Source records
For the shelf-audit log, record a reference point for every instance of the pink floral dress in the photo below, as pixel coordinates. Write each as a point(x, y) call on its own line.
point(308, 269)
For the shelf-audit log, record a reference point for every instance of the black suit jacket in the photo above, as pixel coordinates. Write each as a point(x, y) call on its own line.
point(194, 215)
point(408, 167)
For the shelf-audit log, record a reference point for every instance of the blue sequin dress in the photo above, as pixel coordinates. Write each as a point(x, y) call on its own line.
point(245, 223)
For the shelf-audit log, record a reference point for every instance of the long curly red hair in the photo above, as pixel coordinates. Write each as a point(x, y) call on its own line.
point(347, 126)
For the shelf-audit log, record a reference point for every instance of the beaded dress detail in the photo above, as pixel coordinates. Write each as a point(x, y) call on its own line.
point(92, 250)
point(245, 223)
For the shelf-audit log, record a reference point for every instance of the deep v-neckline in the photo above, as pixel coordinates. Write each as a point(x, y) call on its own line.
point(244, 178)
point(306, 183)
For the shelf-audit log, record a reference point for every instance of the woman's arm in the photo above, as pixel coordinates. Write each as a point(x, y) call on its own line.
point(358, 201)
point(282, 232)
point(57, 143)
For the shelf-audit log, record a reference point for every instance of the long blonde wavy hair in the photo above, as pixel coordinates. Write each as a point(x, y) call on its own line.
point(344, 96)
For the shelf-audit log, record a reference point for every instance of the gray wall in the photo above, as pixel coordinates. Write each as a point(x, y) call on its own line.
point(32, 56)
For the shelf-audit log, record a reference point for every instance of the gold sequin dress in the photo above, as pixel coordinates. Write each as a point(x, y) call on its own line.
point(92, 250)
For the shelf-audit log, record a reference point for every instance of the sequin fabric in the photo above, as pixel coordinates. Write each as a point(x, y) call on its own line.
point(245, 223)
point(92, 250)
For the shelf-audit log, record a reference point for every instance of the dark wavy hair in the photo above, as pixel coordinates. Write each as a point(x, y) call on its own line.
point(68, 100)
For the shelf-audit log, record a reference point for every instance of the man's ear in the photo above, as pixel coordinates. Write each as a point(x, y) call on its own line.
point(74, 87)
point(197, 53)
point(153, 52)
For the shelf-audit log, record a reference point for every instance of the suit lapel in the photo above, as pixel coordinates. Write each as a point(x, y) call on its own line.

> **DESCRIPTION OF THE TASK**: Your answer must be the records themselves, output again exactly.

> **TASK RESULT**:
For the shelf-audit log, record a reference point for every instance of the pink floral dress in the photo below, as pixel coordinates. Write each as a point(x, y) call on its own line.
point(308, 269)
For the shelf-audit log, record a reference point for every instance of the black suit jacket in the photo above, as pixel coordinates. Write each as a point(x, y) call on its own line.
point(194, 215)
point(408, 167)
For the shelf-audit log, record a reference point for every instance of the blue sequin dress in the photo above, as pixel coordinates. Write each as a point(x, y) call on its own line.
point(245, 223)
For the shelf-audit log, record a reference point for every instance of the long curly red hair in the photo above, as pixel coordinates. Write each as a point(x, y) call on its own line.
point(347, 126)
For the shelf-audit log, record a reference point for every instance of the beaded dress detail in the photo above, as pixel coordinates. Write each as a point(x, y) call on its own line.
point(92, 250)
point(245, 223)
For the shelf-audit log, record a reference point for every instance of the deep v-neckline in the photo above, as pixel coordinates. Write each as a point(x, y) call on its own line.
point(244, 178)
point(306, 183)
For the shelf-audit log, record a reference point for every instance of the woman's arm in the photo above, as pixel coordinates. Write each as a point(x, y) call on its own line.
point(358, 201)
point(282, 232)
point(57, 143)
For the shelf-audit log, record a reference point for every instance of the long blonde wavy hair in the photo above, as pixel coordinates. Write each as a point(x, y) call on its own line.
point(344, 96)
For the shelf-audit log, record a reference point for every instance of the gray wall in the photo above, as pixel coordinates. Write each as a point(x, y) call on its own line.
point(32, 56)
For the shelf-audit log, record a reference point for every instance of the gold sequin dress in the photo above, as pixel coordinates. Write each as a point(x, y) call on its own line.
point(92, 250)
For the shelf-audit log, record a reference point for every instance of the sequin fabric in the photo above, as pixel coordinates. Write each as a point(x, y) call on its own line.
point(245, 223)
point(92, 250)
For the shelf-audit log, record a reference point for every instance of the dark wavy hair in the photo above, as pixel coordinates. Write each as a point(x, y) call on its own line.
point(68, 100)
For the shelf-audit log, record a reference point for every instance of the man's ear in the photo above, as pixel coordinates. Write each as a point(x, y) call on its own line.
point(74, 87)
point(197, 53)
point(153, 52)
For the shelf-audit log, record a reference point for every instance of the suit lapel in the photo above, as pixel coordinates. Write each as a point(x, y) call on its own line.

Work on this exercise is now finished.